== Выбранный отрывок
Предприниматели решили, что «достославная» (так они называли ее) октябрьская стачка должна быть последней – и организовали антиреволюционный «Союз 17 октября». У них для этого были достаточные причины. Каждый из них имел возможность у себя на заводе убедиться, что политические завоевания революции идут параллельно с упрочением позиций рабочих против капитала. Иные политики видели главную вину борьбы за восьмичасовой рабочий день в том, что она окончательно расколола оппозицию и сплотила капитал в контрреволюционную силу. Эти критики хотели бы видеть в распоряжении истории классовую энергию пролетариата – без последствий классовой борьбы. Что самовольное введение восьмичасовой работы должно было вызвать и вызвало энергичную реакцию со стороны предпринимателей, об этом не приходится много говорить. Но ребячество думать, будто нужна была именно эта кампания, чтобы сплотить капиталистов с капиталистически-биржевым правительством Витте. Объединение пролетариата в самостоятельную революционную силу, становящуюся во главе народных масс и представляющую постоянную угрозу «порядку», было само по себе совершенно достаточным аргументом в пользу коалиции капитала с властью.
====
== Содержание данных
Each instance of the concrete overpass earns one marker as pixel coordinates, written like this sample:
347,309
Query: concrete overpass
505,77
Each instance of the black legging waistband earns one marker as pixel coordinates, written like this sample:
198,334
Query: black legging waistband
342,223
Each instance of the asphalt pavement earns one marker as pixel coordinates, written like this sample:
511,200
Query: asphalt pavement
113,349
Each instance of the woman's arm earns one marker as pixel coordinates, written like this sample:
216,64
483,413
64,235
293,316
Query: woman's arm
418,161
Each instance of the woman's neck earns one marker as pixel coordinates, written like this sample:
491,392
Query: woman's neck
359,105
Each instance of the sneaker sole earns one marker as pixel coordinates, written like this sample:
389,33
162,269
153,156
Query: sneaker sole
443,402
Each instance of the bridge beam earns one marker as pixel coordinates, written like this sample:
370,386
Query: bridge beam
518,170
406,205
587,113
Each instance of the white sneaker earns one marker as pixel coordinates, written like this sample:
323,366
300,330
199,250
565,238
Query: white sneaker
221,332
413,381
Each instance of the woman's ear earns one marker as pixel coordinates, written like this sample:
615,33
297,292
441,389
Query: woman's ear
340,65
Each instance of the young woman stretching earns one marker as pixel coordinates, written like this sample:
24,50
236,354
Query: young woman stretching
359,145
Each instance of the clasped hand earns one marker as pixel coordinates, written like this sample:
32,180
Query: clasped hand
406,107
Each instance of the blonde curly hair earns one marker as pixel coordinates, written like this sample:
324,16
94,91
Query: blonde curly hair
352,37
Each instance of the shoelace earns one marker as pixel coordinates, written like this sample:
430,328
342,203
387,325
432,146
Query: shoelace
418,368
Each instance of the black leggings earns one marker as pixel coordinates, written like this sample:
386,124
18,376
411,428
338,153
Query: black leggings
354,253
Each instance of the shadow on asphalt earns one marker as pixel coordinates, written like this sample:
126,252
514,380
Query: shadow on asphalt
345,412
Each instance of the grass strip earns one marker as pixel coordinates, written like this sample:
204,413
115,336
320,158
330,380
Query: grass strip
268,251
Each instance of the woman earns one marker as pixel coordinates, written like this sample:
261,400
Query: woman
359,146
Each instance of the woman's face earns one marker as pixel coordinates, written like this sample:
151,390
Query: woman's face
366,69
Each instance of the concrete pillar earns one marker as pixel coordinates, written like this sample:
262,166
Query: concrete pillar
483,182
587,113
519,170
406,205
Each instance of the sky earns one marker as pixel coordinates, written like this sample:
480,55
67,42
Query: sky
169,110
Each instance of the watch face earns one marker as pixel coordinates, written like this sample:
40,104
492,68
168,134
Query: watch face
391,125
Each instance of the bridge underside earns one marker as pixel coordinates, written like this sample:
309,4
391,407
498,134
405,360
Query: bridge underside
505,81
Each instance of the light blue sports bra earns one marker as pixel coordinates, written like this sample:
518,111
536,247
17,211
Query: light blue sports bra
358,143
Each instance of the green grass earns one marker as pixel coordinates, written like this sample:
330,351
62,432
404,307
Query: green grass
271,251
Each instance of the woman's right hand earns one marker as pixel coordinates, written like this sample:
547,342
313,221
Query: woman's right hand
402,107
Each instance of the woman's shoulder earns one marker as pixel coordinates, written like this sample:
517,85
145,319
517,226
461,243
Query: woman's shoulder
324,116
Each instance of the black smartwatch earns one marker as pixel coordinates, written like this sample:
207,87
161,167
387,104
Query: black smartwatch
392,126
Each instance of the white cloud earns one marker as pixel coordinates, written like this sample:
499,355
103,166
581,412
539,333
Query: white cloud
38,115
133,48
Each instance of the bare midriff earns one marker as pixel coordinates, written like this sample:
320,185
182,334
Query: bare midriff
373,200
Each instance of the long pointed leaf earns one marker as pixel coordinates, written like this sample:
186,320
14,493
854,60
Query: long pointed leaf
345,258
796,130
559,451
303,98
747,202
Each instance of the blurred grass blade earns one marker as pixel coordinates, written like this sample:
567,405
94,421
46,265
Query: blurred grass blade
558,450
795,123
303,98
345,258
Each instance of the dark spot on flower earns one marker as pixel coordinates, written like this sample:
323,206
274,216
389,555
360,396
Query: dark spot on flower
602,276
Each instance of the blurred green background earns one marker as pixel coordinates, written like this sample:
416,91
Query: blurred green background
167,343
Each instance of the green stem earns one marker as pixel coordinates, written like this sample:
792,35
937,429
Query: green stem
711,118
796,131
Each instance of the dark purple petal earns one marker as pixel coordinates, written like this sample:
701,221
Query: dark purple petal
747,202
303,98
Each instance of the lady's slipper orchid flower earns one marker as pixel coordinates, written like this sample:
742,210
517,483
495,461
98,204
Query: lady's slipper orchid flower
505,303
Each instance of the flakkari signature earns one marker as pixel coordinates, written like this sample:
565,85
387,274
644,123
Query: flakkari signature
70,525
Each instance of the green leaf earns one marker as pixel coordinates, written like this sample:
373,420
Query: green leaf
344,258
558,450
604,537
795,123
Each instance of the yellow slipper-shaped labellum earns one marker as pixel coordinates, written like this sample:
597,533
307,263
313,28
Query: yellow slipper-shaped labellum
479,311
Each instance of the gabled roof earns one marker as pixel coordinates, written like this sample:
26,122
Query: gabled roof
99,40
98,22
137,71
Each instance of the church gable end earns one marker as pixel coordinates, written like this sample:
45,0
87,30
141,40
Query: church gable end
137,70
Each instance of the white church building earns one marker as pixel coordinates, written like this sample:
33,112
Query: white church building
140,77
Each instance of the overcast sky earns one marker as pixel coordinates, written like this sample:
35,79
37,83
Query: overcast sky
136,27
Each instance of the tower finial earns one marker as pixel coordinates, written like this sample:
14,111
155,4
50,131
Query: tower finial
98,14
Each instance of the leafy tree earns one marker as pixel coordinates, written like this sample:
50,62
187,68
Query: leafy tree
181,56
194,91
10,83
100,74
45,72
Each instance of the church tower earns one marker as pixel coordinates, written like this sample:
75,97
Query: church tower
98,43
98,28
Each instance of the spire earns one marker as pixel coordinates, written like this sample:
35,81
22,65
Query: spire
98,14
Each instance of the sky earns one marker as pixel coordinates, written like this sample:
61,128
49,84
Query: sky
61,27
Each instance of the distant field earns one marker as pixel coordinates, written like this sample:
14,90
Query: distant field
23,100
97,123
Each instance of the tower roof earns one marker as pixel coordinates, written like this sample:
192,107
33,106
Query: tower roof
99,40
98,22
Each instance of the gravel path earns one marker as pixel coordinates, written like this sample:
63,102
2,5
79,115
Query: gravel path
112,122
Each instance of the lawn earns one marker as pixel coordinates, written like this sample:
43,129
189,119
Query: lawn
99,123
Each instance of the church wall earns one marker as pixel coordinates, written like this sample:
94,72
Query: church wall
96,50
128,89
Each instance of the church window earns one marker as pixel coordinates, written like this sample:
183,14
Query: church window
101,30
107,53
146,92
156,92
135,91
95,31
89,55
====
(Цель задания)
Ответьте на вопросы по отрывку об октябрьской стачке:
(a) Какую организацию создали предприниматели?
(b) В чем иные политики видели главную вину борьбы за восьмичасовой рабочий день?
(c) Как в отрывке охарактеризовано правительство Витте?

(Письменный ответ)
(a) Предприниматели создали антиреволюционный «Союз 17 октября».
(b) Иные политики считали, что эта борьба окончательно расколола оппозицию и сплотила капитал в контрреволюционную силу.
(c) Правительство Витте названо капиталистически-биржевым.